#### Problems to solve:
1. In the Cartoony Critters thread, which lake is the lake house by?
2. Copy the part of the Cartoony Critters thread that begins at the words "Don't know if" and stops after the words "what I've got.".

[start Supplied passage]

# Cartoony Critters



## MyGoatsAreWeirdDogs13 (Jan 14, 2021)

Don't know if y'all knew this but I'm quite an artist. Not like Van Gogh or Da Vinci or Charlie Russell (who is from my home state!), I'm more of a cartoonist, without the comic strips. I have some good stuff I've drawn that I'll show you








We're at our lake house by Georgetown Lake right now, and I just drew this. I don't have any good art supplies here, so I had to trace the pencil lines with some half-dead pens and color with those crappy crazy art crayons. Hate the things, but I need to make work with what I've got.




































A lot of my buddies are into these America themed drawings I make, so I want to use them to start a little business out of my locker. I want to draw these, make copies, and sell them. Not for much, but enough to make a couple extra bucks.






















These ones aren't anything fancy, just some characters from TV shows I like. I'll be surprised if somebody can guess who all they are!








Here's some random piece of crap I found from an old sketch book. I think it was from way back in 6th grade.

So, is there anything you guys want to see from me? I want to draw some stuff while I'm at the lake house, and I want some suggestions. I'll take pictures of what I draw and post them on here


----------



## ksalvagno (Oct 6, 2009)

Nice job!


----------



## MyGoatsAreWeirdDogs13 (Jan 14, 2021)

ksalvagno said:


> Nice job!


Thanks! Any ideas on something else I should draw? I want to stick with animals, that's what I'm best at drawing. I try to draw a person and it looks like some kind of alien from Rick and Morty


----------



## ksalvagno (Oct 6, 2009)

Goat of course.


----------



## MyGoatsAreWeirdDogs13 (Jan 14, 2021)

Here's what I have now. I'm gonna outline it with pen, erase all showing pencil, and color it. What color should I do?


----------



## MyGoatsAreWeirdDogs13 (Jan 14, 2021)

Tracing an outline is done! I like how this guy's turning out


----------



## Mike at Capra Vista (Nov 30, 2017)

Rhinos. Always rhinos.


----------



## Cedarwinds Farm (Dec 2, 2019)

I like your star spangled armadillo! 
The goat is cute, too. It will be fun to see how it turns out.


----------



## MyGoatsAreWeirdDogs13 (Jan 14, 2021)

Mike at Capra Vista said:


> Rhinos. Always rhinos.


Mike, coming in with something a little more unusual. I like it! Once I get color on this goat, I'll get to work on that. Thanks for the idea!


----------



## Mike at Capra Vista (Nov 30, 2017)

Though I grab any opportunity to promote the rare San Clemente Island goats (see what I did there), my favourite animal is the rhinoceros. But, there is not much call to talk about rhinos on a goat forum. (I wonder if there is a rhino forum).
There are five rhino species, two of which have populations less then 100 individuals. Rhinos are the second largest land mammal.


----------



## MyGoatsAreWeirdDogs13 (Jan 14, 2021)

[end Supplied passage]
[start Information shown]

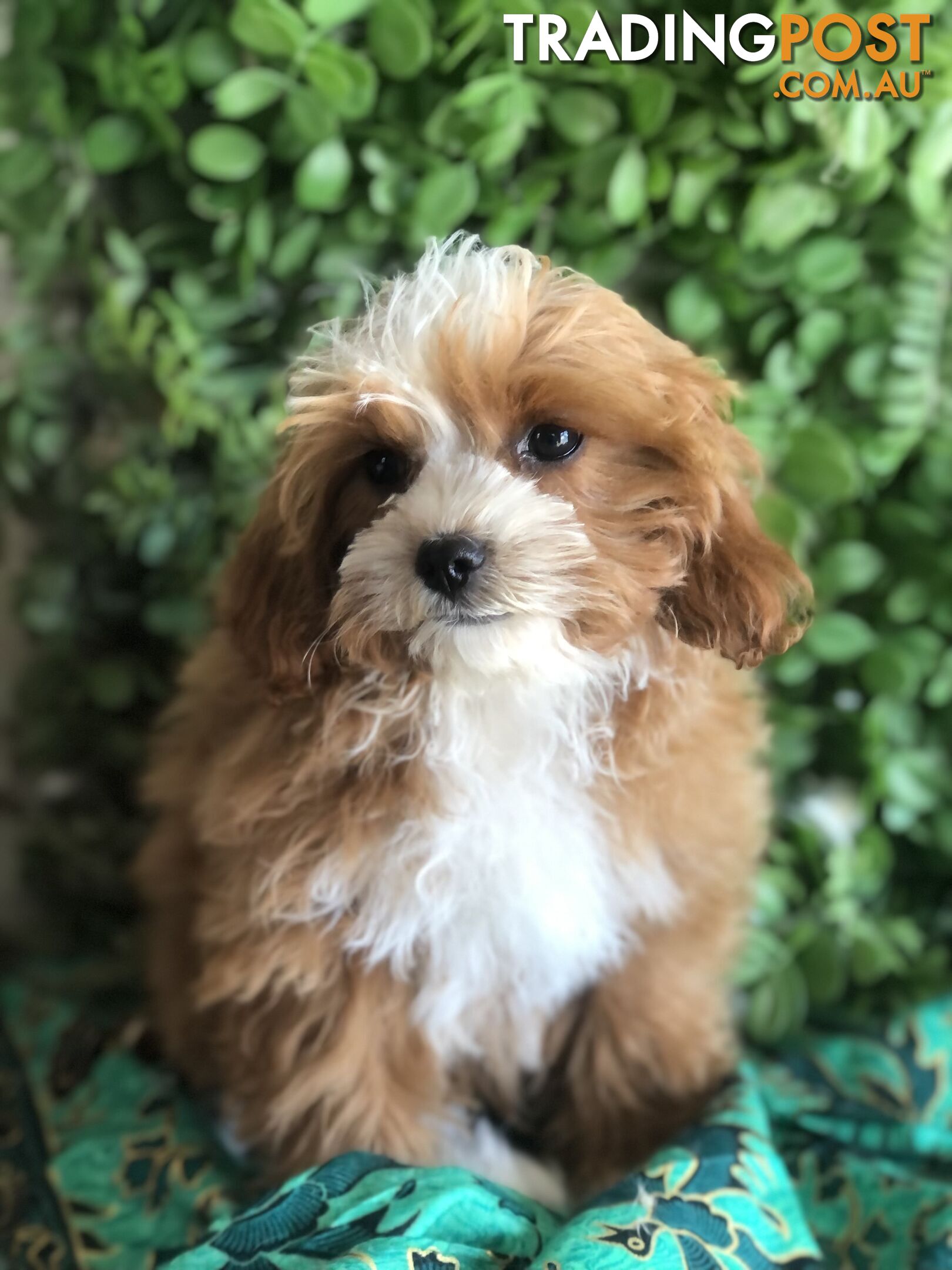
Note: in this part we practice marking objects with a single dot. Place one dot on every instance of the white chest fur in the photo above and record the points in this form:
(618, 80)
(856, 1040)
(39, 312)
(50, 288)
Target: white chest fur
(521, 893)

[end Information shown]
[start Information shown]

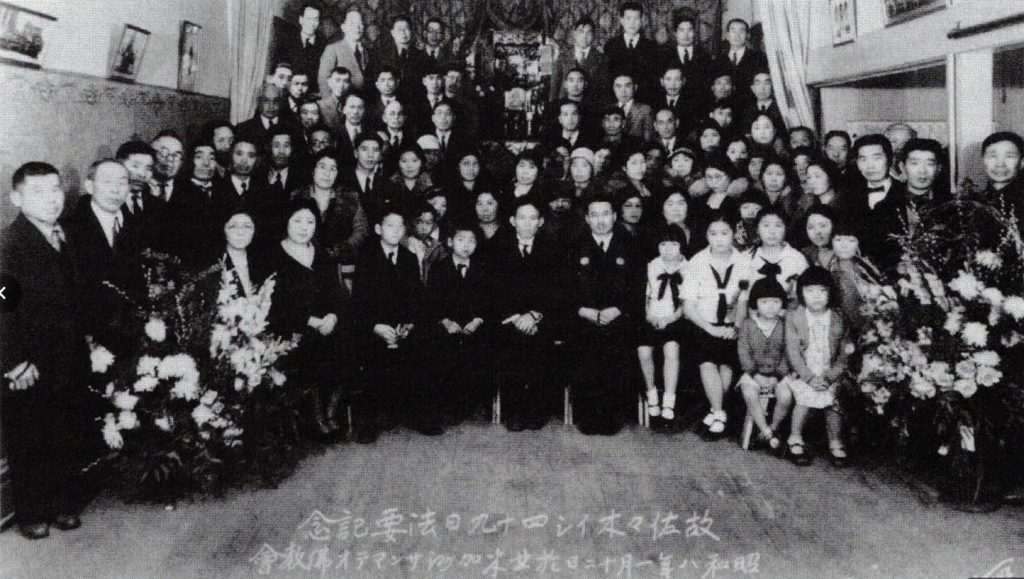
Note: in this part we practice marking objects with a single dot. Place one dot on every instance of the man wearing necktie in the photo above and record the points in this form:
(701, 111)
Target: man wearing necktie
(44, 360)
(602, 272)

[end Information shown]

#### Solution set:
1. Georgetown Lake

2.
Don't know if y'all knew this but I'm quite an artist. Not like Van Gogh or Da Vinci or Charlie Russell (who is from my home state!), I'm more of a cartoonist, without the comic strips. I have some good stuff I've drawn that I'll show you








We're at our lake house by Georgetown Lake right now, and I just drew this. I don't have any good art supplies here, so I had to trace the pencil lines with some half-dead pens and color with those crappy crazy art crayons. Hate the things, but I need to make work with what I've got.